> _WHAT TO PRODUCE_
Your output must consist solely of the lines from the one containing "spectator in hooded" through the end of the records, reproduced exactly.

Start INFORMATION PROVIDED

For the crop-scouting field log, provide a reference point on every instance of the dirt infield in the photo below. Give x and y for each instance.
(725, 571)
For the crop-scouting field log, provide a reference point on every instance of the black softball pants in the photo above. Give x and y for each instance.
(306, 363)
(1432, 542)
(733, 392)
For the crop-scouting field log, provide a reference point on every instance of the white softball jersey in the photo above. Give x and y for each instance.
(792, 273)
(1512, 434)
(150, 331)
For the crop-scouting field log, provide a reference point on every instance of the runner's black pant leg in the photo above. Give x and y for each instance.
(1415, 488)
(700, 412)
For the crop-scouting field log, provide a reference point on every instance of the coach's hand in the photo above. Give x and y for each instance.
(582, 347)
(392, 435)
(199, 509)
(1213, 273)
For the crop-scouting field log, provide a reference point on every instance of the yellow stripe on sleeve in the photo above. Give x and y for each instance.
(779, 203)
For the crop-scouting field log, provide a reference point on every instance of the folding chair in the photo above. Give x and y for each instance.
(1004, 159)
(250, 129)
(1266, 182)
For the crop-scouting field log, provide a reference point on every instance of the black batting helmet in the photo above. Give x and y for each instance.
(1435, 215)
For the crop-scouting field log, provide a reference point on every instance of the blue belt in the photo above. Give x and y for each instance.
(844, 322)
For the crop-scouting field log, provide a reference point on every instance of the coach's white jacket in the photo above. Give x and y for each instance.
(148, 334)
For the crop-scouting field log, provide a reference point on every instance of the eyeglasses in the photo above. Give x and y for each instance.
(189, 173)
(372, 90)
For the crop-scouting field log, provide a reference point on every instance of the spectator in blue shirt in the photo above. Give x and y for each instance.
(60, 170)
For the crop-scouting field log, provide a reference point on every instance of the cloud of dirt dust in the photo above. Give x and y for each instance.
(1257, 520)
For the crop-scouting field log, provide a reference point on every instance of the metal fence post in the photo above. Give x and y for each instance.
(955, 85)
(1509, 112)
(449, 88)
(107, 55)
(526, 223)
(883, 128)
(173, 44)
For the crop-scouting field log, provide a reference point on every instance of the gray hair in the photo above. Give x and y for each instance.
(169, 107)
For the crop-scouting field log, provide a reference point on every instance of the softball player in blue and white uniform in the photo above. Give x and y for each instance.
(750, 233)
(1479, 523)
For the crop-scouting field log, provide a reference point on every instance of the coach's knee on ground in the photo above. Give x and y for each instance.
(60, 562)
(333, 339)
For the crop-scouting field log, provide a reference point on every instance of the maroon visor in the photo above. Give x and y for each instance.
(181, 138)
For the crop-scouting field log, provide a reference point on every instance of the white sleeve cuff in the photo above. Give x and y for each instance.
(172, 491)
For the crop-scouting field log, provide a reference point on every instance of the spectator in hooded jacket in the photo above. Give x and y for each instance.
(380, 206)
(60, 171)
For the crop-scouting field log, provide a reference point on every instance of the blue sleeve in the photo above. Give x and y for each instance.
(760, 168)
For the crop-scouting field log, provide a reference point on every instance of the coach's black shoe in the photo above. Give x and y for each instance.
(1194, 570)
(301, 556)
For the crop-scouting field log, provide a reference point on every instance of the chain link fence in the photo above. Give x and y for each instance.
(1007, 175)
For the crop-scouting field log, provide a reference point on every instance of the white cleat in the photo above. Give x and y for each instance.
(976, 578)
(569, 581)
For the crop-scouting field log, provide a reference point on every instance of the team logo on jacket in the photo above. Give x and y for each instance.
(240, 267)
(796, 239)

End INFORMATION PROVIDED

> _EXERCISE RESPONSE_
For the crop-scouting field log, provide a reference point on every instance of the spectator in hooded jacket in the photo above. Give x and y for each instance.
(380, 206)
(60, 171)
For the crop-scouting field log, provide a reference point on every instance of the blue sleeve in the photo above. Give x and y for each instance.
(760, 168)
For the crop-scouting field log, provide a reference point on every instance of the coach's black shoe in the photo above. Give x and y for each instance.
(1194, 570)
(301, 556)
For the crop-scouting field log, provide a reference point on every instance of the chain link fence in the photo above. Give x and y for each instance.
(1007, 175)
For the crop-scouting field log, provide a reference point on every instance of the white cleat in the photo above. Give x and y for each instance.
(976, 578)
(569, 581)
For the crop-scouting field log, provide a reference point on every instance of the team logo on jacket in the photo above. Give x and y for each instance.
(240, 267)
(796, 239)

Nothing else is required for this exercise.